Start of Excerpted records

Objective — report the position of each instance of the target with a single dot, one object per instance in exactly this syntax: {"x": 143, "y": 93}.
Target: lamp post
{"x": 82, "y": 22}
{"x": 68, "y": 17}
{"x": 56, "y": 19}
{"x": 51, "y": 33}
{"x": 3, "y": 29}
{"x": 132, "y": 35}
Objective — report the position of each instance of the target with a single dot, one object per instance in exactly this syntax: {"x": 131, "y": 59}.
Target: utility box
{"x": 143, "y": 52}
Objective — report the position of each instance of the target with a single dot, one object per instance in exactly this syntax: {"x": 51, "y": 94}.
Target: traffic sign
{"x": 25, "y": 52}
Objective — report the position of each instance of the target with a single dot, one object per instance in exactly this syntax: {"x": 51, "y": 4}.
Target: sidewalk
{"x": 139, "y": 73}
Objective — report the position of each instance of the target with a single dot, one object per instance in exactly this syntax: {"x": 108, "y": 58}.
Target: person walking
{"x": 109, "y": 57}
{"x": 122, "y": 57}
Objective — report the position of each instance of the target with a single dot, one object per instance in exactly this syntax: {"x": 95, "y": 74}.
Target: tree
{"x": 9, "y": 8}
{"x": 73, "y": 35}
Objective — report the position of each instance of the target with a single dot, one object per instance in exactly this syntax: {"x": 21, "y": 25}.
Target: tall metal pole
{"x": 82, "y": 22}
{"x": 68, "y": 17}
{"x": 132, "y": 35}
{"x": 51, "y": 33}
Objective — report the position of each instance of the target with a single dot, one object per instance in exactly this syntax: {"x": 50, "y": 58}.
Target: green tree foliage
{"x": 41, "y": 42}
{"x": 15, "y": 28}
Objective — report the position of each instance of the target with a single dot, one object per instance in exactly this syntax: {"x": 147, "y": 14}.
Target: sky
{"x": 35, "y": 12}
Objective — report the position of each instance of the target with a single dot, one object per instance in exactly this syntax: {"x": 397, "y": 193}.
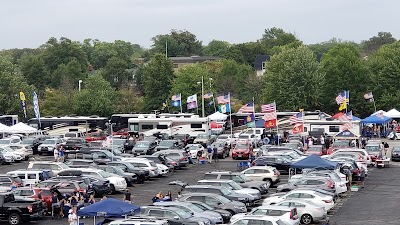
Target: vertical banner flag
{"x": 23, "y": 104}
{"x": 192, "y": 102}
{"x": 36, "y": 106}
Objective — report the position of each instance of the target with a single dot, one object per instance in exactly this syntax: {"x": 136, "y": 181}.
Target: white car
{"x": 263, "y": 173}
{"x": 317, "y": 198}
{"x": 162, "y": 169}
{"x": 307, "y": 211}
{"x": 285, "y": 213}
{"x": 117, "y": 183}
{"x": 250, "y": 219}
{"x": 194, "y": 150}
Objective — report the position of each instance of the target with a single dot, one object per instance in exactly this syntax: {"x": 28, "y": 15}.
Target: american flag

End of Excerpted records

• [Task to complete]: Wherever "report" occurs in the records above, copy the line it sits in.

• [Result for this exercise]:
Objective — report the position of each instance of the target with a single dot, one object per instance in exactly this syntax: {"x": 143, "y": 93}.
Objective — report the position of each instance of the target with a single dot, one object per instance in exactly this syntax: {"x": 131, "y": 59}.
Objective — report the position of each instance of the target with a single dot, one object per instance in exactly this syntax: {"x": 51, "y": 94}.
Objective — report the position of each instance of the target with a single dot, one object per instance in exactly this syntax: {"x": 51, "y": 4}.
Objective — report the position of each instance of the target with a single dot, one object per instance in exactly this syntax: {"x": 108, "y": 58}.
Objective — report the position of each instance of the target with a single dot, one object per instance in exactly this syntax: {"x": 95, "y": 74}.
Objective — report the position of each instance of the target with a single dot, one object per instance in exactly this syntax: {"x": 21, "y": 25}.
Objective — report the position of each instance of the target with a single dot, one object per instance in exactly this syntax: {"x": 50, "y": 58}.
Objective — report the position of each instance of the target with a single dot, one object per instance in exactly this syntax: {"x": 147, "y": 14}.
Objective — report the position of each instance of the target with a single dot, one object per instance in exactly this syntax: {"x": 397, "y": 193}.
Objective — report the position of each instance of the target with a single dot, one object per instance in exactly this syntax: {"x": 136, "y": 181}.
Objective — report the position of each instance of the target with a single dot, one object per instance in exactly this syntax: {"x": 28, "y": 15}.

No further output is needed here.